» **Given text**:
•••

It's hard to get the best use out of a tool (such as an automobile) without understanding how it works. With that observation in mind, we attempt here to define the various pieces of a workstation as well as give some of their general speed and size requirements. The workstation is a computer small enough in size and cost to be used by a small group or an individual in a work location yet powerful enough for large-scale scientific and engineering applications. Typically the workstation employs a Unix operating system and has good graphics capability.     

Although the specific speeds, sizes, and components of various workstations are constantly changing, the basic ideas should remain the same. Listing the minimum configuration needed to run Unix well, however, is not a clear-cut matter, since it depends on what the system will be used for and what performance will be expected from it (analogous to the engine requirements of an automobile). Users with ``hot'' systems generally cannot imagine enduring the pain of living with anything less, yet acquiring even a minimal configuration is a great advance for those with inadequate systems. In an additional analogy to the automobile, how fast a CPU or how large a block of memory you purchase will often be determined more by your budget and ego than by the requirements of the software. Even if you try to be Spartan, the new components introduced every year as optional luxury items often become required in the future. So you may well end up buying them but at a time when they have become less expensive.

CPU
The central processing unit (CPU) combined with the floating point unit (FPU) is the brains of the workstation. The CPU's speed is determined by its design and, somewhat independently, by its clock speed, that is, the time it takes the computer to execute the simplest instruction. The relative speeds of two machine with the same CPU is the ratio of their clock speeds.    

The collection of programs known as Unix has grown a lot in power and extent in recent years. This growth, combined with the wide use of CPU-intensive graphics displays and their associated use of the X Window System, means that a Unix workstation requires a fast processor.gif It is easy to benchmark a particular numerical program to see exactly how long it takes a certain machine to turn out the right answer. It is harder, however, to determine ahead of time what the response time of your computer will be in an actual working situation when there are a number of users, a number of programs running in the background, and so forth. Since user productivity is significantly affected by this response time,this is an important consideration.gif      

Let's say your usage includes a good number of X applications, X terminals, graphics packages, symbolic manipulation users, and CAD/CAM users. You may find the response time of the system, and thus its usability and everyone's productivity, increase greatly as you move to a faster machine or a network of machines.

•••

» **Exercise task 1**: In the workstation text, what gives the relative speeds of two machines that have the same CPU?
» **Exercise task 2**: Write the next part of the text on workstation components, starting right after its final sentence.

» **Record extracts**:
•••

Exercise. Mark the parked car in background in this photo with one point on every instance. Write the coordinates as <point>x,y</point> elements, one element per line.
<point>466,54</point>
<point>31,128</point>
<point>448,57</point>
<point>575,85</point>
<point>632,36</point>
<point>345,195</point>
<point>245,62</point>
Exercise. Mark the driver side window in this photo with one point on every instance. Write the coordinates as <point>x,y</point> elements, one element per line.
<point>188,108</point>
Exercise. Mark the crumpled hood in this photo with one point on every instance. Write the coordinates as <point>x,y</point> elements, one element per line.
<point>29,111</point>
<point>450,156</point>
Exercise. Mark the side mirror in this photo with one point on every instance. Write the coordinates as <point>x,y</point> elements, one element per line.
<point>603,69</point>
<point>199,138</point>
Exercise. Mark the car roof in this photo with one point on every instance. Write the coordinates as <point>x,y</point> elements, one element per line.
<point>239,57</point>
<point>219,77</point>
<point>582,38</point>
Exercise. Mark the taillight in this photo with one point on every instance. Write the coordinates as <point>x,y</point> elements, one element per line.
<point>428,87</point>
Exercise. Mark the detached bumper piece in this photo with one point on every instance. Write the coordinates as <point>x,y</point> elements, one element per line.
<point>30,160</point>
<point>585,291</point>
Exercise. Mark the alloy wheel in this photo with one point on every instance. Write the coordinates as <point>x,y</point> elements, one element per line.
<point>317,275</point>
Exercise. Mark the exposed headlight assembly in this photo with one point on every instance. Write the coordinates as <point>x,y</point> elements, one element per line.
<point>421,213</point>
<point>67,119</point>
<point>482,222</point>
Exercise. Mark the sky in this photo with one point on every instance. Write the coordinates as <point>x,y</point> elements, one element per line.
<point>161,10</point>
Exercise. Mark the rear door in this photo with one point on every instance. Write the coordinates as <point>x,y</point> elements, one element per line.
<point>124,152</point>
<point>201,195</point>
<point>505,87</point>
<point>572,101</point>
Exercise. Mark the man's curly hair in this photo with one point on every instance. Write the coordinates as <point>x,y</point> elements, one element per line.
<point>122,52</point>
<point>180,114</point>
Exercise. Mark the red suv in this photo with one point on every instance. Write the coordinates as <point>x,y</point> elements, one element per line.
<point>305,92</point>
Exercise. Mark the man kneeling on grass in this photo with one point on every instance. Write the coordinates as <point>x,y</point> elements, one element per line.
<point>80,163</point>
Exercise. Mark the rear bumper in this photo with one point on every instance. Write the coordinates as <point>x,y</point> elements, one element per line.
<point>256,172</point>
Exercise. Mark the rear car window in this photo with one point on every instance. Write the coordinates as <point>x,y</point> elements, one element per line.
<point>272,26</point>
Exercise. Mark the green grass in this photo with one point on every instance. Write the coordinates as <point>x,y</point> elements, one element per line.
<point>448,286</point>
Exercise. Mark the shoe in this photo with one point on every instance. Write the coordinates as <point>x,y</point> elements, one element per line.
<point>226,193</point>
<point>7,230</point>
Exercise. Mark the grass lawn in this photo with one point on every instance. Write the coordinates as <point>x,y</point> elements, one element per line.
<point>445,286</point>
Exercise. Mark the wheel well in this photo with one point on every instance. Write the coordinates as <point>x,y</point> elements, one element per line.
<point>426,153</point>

•••

» **Exercise result 1**: The ratio of their clock speeds.

» **Exercise result 2**:
RAM
The random access memory (RAM) is the computer's electronic storage. It is so named because each bit of it can be accessed directly, that is, ``randomly,'' in contrast to the more sequential access of tapes and disks. Typically a commercial Unix system requires 4-8 megabytes (MB) of memory to simply run the base system. It is relatively easy to determine the memory requirement of any major programs which your workstation will run. Just read it from the compiler map. Apart from large numerical codes, X Windows tends to be the largest consumer of memory. Consequently, unless you really prefer a lean, and slow, lifestyle, consider 16 MB the minimum RAM for a Unix workstation running X Windows. If there will be heavy graphics use or intensive use by several people, the memory requirements increase. A single-user workstation with 32 MB of RAM is not uncommon. 

Hard Disk Memory
It seems that no matter how large or fast a hard disk you purchase, after a few months of use it appears to have become too small and too slow. Unix keeps a record of what's on the the hard disk(s) by first dividing the hard disks into logical units called file systems and then treating each file system as an independent unit. Therefore, several file systems may reside on a single, physical hard disk. Conversely, with a feature called volume groups under AIX and OSF/1, several physical disks may be grouped together to make a file system larger than any single disk. All Unix implementations are limited to 2 gigabytes (GB) maximum for any file or file system.gif As CPU speeds and the scope of computations have increased, this limit has become a hardship for some users and may well be changed in the future.       

Hard disks are rated by size and average access speed. The size is usually stated in megabytes for an unformatted disk. You can expect a 15- to 20% decrease after formatting. The smallest (PC) Unix systems require a minimum of 100-150 MB, while a workstation Unix may well require 300 MB minimum. While a 600 MB hard disk is adequate for scientific work, it is not uncommon to see systems with more than 1GB of disk space.

The access speed for a hard disk is the average time it takes the disk to move its ``heads'' to a place where it can read or write your data. Currently slow drives, such as found on laptops, have access times of 50 milliseconds or more, while fast workstation drives have access times of 15 milliseconds or less.

Console
Terminals can be simple serial ones capable of displaying text only or graphical ones capable of displaying both text and pictures at high speeds and in colors.gif. The console is the communications center of the system while booting, the bulletin board for error and informational memos during operation, and should be the place where the system administrator works during system maintenance. From a systems point of view, workstations don't require a graphics display but do require a ``console'' as a device to handle text information. Depending upon the workstation, this could be a simple serial terminal or a small monochrome display.     

Terminals
Terminals previously denoted text-only displays connected to a computer by a serial (RS232) line. Now many ASCII terminals have been replaced by PCs running terminal emulation software and, increasingly, by X terminals. 

System Bus
A bus is a communication channel (bunch of wires) used for transmitting information quickly among parts of a computer. The system bus is the data channel between the CPU and the adapters. The adapters are boards containing the electronics for activities such as networking and graphics. Unless you have some special need for particular high speed I/O adapters, the size and speed of the system bus should not be a concern of yours.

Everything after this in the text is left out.